* [YOUR INSTRUCTIONS] Transcribe all records exactly.

START

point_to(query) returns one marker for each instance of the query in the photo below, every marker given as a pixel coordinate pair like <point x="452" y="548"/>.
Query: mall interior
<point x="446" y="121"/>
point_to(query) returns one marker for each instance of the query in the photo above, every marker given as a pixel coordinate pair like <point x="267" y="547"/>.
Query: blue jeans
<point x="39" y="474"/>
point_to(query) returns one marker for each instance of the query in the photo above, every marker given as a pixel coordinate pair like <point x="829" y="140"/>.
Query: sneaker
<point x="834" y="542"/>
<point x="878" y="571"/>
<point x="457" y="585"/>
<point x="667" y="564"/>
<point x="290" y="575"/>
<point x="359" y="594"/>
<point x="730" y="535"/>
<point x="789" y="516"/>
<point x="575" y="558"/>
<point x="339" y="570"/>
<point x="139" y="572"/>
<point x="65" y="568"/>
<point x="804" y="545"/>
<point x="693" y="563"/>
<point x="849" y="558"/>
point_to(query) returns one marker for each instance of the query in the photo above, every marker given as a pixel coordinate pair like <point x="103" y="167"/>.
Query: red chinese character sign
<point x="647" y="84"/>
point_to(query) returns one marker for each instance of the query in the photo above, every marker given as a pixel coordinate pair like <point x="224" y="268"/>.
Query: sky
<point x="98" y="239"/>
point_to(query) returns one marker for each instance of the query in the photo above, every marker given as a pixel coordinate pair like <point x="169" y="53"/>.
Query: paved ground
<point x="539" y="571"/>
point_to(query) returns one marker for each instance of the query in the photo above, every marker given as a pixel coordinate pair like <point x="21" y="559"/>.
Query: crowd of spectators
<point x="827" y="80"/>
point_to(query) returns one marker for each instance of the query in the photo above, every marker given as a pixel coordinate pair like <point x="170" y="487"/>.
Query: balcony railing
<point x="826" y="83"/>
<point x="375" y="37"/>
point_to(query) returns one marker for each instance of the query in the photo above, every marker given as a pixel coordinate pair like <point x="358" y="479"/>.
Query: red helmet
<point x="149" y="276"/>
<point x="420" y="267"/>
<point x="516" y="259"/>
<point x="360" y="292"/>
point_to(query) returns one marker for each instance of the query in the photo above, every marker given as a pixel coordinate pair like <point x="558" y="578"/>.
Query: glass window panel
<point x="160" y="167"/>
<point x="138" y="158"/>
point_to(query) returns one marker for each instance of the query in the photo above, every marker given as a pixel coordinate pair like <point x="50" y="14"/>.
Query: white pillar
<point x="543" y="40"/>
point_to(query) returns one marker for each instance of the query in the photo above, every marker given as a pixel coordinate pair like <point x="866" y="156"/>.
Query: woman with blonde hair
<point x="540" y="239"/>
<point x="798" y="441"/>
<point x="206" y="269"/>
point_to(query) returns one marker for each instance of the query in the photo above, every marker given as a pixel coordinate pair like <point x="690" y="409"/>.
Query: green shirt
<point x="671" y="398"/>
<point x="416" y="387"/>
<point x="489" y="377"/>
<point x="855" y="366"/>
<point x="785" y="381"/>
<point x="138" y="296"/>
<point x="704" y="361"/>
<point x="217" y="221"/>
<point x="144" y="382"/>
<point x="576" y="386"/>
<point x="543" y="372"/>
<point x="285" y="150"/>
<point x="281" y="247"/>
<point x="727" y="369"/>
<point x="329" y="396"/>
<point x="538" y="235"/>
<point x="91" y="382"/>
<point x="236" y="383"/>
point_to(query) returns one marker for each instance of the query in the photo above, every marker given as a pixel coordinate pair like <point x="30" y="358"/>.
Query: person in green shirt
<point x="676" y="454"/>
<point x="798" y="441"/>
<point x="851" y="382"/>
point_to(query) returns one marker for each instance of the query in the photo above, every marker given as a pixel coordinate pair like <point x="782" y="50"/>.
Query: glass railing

END

* [TASK RESPONSE]
point_to(query) returns one marker for each instance of the query in the photo below, every marker given as a pixel coordinate pair like <point x="452" y="548"/>.
Query: mall interior
<point x="446" y="121"/>
point_to(query) returns one marker for each instance of the query in the photo above, every marker given as a pixel coordinate pair like <point x="267" y="547"/>.
Query: blue jeans
<point x="39" y="474"/>
point_to(query) returns one marker for each instance of the query in the photo above, every marker given as a pixel coordinate pair like <point x="829" y="140"/>.
Query: sneaker
<point x="834" y="542"/>
<point x="878" y="571"/>
<point x="457" y="585"/>
<point x="667" y="564"/>
<point x="290" y="575"/>
<point x="359" y="594"/>
<point x="730" y="535"/>
<point x="789" y="516"/>
<point x="575" y="558"/>
<point x="339" y="570"/>
<point x="139" y="572"/>
<point x="65" y="568"/>
<point x="804" y="545"/>
<point x="693" y="563"/>
<point x="849" y="558"/>
point_to(query) returns one marker for each instance of the query in the photo above, every marker given as a pixel coordinate pair like <point x="103" y="167"/>.
Query: red chinese character sign
<point x="647" y="84"/>
point_to(query) returns one marker for each instance of the query in the photo above, every marker given as a pixel coordinate pair like <point x="224" y="268"/>.
Query: sky
<point x="98" y="239"/>
point_to(query) returns one marker for each instance of the query in the photo above, every marker given as a pixel coordinate pair like <point x="169" y="53"/>.
Query: paved ground
<point x="539" y="571"/>
point_to(query) returns one marker for each instance of the query in the photo above, every marker given as a pixel coordinate pair like <point x="21" y="559"/>.
Query: crowd of spectators
<point x="827" y="80"/>
point_to(query) returns one marker for each instance of the query in the photo above, every marker given as a pixel coordinate pair like <point x="170" y="487"/>.
Query: balcony railing
<point x="826" y="83"/>
<point x="375" y="37"/>
point_to(query) returns one marker for each instance of the query in the photo above, every marker given as a pixel coordinate pair like <point x="358" y="479"/>.
Query: red helmet
<point x="149" y="276"/>
<point x="420" y="267"/>
<point x="516" y="259"/>
<point x="360" y="292"/>
point_to(query) returns one marker for each instance of the query in the photo above, every marker given as a pixel coordinate pair like <point x="558" y="578"/>.
Query: glass window panel
<point x="160" y="167"/>
<point x="138" y="158"/>
point_to(query) returns one marker for each instance of the query in the photo above, every marker given as a pixel coordinate pair like <point x="50" y="14"/>.
Query: white pillar
<point x="543" y="40"/>
point_to(query) returns one marker for each instance of the query in the photo above, every marker given as a pixel coordinate pair like <point x="866" y="156"/>.
Query: woman with blonde hair
<point x="540" y="239"/>
<point x="798" y="441"/>
<point x="206" y="269"/>
point_to(query) returns one marker for each instance of the query in the photo above, every marker given as a pixel coordinate pair like <point x="690" y="409"/>.
Query: green shirt
<point x="671" y="398"/>
<point x="416" y="387"/>
<point x="489" y="377"/>
<point x="855" y="366"/>
<point x="785" y="381"/>
<point x="138" y="296"/>
<point x="704" y="361"/>
<point x="217" y="221"/>
<point x="144" y="382"/>
<point x="576" y="386"/>
<point x="543" y="372"/>
<point x="285" y="150"/>
<point x="281" y="247"/>
<point x="727" y="369"/>
<point x="329" y="396"/>
<point x="538" y="235"/>
<point x="91" y="382"/>
<point x="236" y="383"/>
point_to(query) returns one marker for each instance of the query in the photo above, every marker given as a pixel coordinate pair like <point x="30" y="358"/>.
Query: person in green shirt
<point x="676" y="454"/>
<point x="798" y="441"/>
<point x="851" y="382"/>
point_to(query) returns one marker for each instance of the query in the photo above, every marker given as a pixel coordinate pair like <point x="782" y="50"/>.
Query: glass railing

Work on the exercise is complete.